■ Passage given:
==============================

When you’re running a small business, it can be a struggle to keep the plates spinning. Whether it’s developing your product, building your brand, hiring staff, or acquiring customers, there are many urgent tasks that can swallow your time. As a result, sometimes the important but less urgent priorities fall through the cracks.

For example, you may spend lots of energy attracting new clients but a lot less on keeping them. According to Kevin O’Leary, this is a big mistake. “Customer acquisition cost is the silent killer for so many small businesses,” he tweeted recently. “If you’re constantly burning money trying to capture new customers, you’re going to lose.”

Why Kevin O’Leary thinks customer acquisition costs could kill your business

According to research and advisory firm Forrester, it costs five times more to acquire a new customer than it does to keep an existing one. But we don’t really need stats or research to tell us that. The logic speaks for itself. Spending large chunks of your budget on attracting new customers is only worthwhile if you can keep them.

I run a small newspaper, and almost 70% of our advertising income comes from repeat business. While it does take time to maintain those relationships, it is nothing compared to the time and effort I put into onboarding each new ad buyer or searching out new ones. Every business is different. But if you think about the energy you put into your existing relationships, it’s almost certainly considerably less than what you spend on attracting and onboarding new customers.

Not only is it cheaper to retain existing customers, high customer churn rates aren’t sustainable long term. If your customers aren’t sticking around, it could be a sign you’re doing something wrong. Even worse, if a customer has a bad experience with you and walks away, it won’t be easy to get them back.

How you can reduce customer churn

Think about how your company is structured. How much of your budget is allocated to customer acquisition versus retention? If you have some great sales people on your team, do you also have people who are good at managing those relationships? Have you set measurable targets around client retention? Here are some steps you can take to reduce churn:

1. Set measurable targets

There’s no right or wrong percentage of customer retention as it varies by industry. Every company loses some customers, but you need to work out what’s reasonable for your business.

==============================

■ Rows:
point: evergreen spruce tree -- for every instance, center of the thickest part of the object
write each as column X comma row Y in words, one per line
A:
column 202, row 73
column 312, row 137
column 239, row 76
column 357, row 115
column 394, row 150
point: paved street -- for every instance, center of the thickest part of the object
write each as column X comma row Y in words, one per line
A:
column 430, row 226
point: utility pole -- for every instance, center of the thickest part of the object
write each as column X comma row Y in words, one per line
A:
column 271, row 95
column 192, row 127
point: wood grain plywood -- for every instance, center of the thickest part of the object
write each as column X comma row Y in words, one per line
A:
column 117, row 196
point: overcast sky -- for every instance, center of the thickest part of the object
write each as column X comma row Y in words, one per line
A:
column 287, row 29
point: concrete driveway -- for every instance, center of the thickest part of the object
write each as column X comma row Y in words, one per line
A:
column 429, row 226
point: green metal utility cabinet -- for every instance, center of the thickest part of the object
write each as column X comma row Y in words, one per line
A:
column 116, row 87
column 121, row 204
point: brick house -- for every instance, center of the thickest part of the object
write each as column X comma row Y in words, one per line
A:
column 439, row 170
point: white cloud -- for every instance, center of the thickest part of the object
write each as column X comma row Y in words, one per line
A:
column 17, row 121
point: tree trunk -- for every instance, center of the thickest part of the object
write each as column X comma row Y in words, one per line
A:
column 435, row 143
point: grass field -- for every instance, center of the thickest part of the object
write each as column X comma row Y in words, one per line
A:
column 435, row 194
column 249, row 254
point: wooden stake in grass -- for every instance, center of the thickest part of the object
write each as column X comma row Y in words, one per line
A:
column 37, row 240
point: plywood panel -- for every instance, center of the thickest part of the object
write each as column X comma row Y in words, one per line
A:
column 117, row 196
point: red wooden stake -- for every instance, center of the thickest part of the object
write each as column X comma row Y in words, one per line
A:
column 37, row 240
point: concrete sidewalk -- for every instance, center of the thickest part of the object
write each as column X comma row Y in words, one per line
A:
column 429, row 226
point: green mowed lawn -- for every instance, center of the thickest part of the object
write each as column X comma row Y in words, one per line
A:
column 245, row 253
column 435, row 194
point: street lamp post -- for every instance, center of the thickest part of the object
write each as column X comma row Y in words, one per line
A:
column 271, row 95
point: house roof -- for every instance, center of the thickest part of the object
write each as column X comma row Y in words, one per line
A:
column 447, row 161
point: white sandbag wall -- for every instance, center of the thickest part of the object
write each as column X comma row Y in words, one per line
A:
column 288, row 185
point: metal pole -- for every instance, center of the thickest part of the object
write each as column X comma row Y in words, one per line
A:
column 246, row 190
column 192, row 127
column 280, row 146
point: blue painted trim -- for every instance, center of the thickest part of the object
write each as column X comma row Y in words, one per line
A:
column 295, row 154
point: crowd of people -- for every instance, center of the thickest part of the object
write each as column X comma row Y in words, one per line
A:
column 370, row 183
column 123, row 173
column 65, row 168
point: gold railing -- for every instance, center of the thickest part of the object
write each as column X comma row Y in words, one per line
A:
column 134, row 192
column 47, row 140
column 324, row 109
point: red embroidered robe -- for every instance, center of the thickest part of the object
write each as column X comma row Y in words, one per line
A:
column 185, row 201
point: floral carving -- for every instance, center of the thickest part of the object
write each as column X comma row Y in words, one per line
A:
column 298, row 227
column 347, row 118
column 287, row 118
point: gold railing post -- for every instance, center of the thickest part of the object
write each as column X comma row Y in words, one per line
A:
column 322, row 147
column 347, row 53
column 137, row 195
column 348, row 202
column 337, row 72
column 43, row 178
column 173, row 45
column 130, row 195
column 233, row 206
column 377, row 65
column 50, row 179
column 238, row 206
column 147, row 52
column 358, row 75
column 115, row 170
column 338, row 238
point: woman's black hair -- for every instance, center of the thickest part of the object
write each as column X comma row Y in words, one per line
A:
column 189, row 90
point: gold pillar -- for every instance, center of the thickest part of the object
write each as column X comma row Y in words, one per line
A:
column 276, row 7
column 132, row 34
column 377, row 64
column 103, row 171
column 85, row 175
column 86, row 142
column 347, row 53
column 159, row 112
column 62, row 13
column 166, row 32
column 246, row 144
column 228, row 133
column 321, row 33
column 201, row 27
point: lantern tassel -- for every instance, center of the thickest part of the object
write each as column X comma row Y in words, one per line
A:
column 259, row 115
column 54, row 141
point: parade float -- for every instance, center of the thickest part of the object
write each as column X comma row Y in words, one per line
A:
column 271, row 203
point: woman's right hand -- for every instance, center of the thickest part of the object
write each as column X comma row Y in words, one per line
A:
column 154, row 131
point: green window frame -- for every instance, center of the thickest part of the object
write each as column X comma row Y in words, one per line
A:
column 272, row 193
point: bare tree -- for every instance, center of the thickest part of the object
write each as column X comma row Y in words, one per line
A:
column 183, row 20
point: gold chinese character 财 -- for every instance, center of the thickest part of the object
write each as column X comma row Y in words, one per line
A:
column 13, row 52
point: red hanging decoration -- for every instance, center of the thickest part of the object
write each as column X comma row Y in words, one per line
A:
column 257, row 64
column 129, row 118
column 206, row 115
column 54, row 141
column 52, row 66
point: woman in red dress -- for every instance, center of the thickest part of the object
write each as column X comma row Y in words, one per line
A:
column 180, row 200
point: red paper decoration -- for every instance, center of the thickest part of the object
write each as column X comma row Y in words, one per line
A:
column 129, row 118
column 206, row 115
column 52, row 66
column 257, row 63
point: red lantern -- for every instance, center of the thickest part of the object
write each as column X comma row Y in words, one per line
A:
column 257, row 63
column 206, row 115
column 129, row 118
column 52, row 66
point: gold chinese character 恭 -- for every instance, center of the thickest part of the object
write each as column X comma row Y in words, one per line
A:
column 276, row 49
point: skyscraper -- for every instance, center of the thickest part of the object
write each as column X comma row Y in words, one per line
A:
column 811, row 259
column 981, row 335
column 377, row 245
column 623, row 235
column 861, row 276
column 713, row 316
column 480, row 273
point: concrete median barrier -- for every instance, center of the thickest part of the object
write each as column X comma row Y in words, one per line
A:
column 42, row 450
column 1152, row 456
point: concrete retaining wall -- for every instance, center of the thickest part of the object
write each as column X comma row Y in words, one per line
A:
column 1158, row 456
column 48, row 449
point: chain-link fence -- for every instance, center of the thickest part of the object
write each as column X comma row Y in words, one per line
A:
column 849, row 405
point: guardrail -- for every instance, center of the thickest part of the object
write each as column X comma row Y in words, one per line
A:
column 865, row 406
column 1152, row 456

==============================

■ To be done:
1. According to the article on customer churn, how many times more does Forrester say it costs to acquire a new customer than to keep an existing one?
2. Retype the part of the article on customer churn starting at "Not only is" and ending at "for your business.".
3. Continue the article on customer churn, starting after its last sentence.
The material comes from a different source than the article on customer churn.

■ Task-by-task results:
1. Five times more.

2.
Not only is it cheaper to retain existing customers, high customer churn rates aren’t sustainable long term. If your customers aren’t sticking around, it could be a sign you’re doing something wrong. Even worse, if a customer has a bad experience with you and walks away, it won’t be easy to get them back.

How you can reduce customer churn

Think about how your company is structured. How much of your budget is allocated to customer acquisition versus retention? If you have some great sales people on your team, do you also have people who are good at managing those relationships? Have you set measurable targets around client retention? Here are some steps you can take to reduce churn:

1. Set measurable targets

There’s no right or wrong percentage of customer retention as it varies by industry. Every company loses some customers, but you need to work out what’s reasonable for your business.

3.
To calculate your retention rate for a particular period, you’ll need to know the total number of customers at the beginning and end of that period as well as the number of new customers you’ve acquired. The formula is as follows:

((Total number of customers at end of period – number of new customers acquired) / Number of customers at the start) x 100

Once you know your retention rate, you can set realistic targets about how to improve. It’s also good to work out the amount of money you spend per new customer compared with your spend on customer retention. If your customers aren’t coming back, you may need to spend more on keeping them.

The trick to building relationships is to give people useful information while also reminding them about your product and brand. That can take the form of updates around new services, or updates around industry trends. Think of it like building friendships — it won’t work if you only send messages about how great you are. Start by working out what information might be useful for your clients and go from there.

Emails can be an effective way to build a community, particularly if you integrate the content with your website and social media activity. It’s tempting to save time and blast your whole database with messages on a regular basis, but the more targeted you can be, the better. People are more likely to be engaged if they feel they’re being treated like a human being rather than a name in a database. There are some great marketing automation software solutions available to help you engage with clients at different stages in their journey.

3. Talk to your customers

There’s no harm in asking for feedback at various stages of the customer journey. Done well, it can make your clients feel valued — particularly if you show them you’ve taken their views on board. Done badly, it can make people feel they’ve spent their valuable time giving you feedback that’s been ignored.

You might introduce an online survey when clients cancel their service to find out why. Or set up an automated email to people who get part way through your onboarding but don’t go all the way. Understand the stages in your client’s journey and the points where you might lose them. For some business owners, it might be a question of picking up the phone and talking to customers. Analyze and act on the responses you get.

4. Identify your core customers

You won’t be able to please all the people all the time. So focus on pleasing the people who really make a difference to your bottom line. Many businesses find that a couple of big clients account for a large percentage of their revenue. Segmenting your customers into different groups can help you to better target your communications and also focus more energy on the people who are likely to use your services regularly.

Bottom line

For a small business, retaining clients can be the difference between success and failure. Marketing and attracting new customers will always be crucial, but it’s what you do once they’ve signed on the dotted line that matters most.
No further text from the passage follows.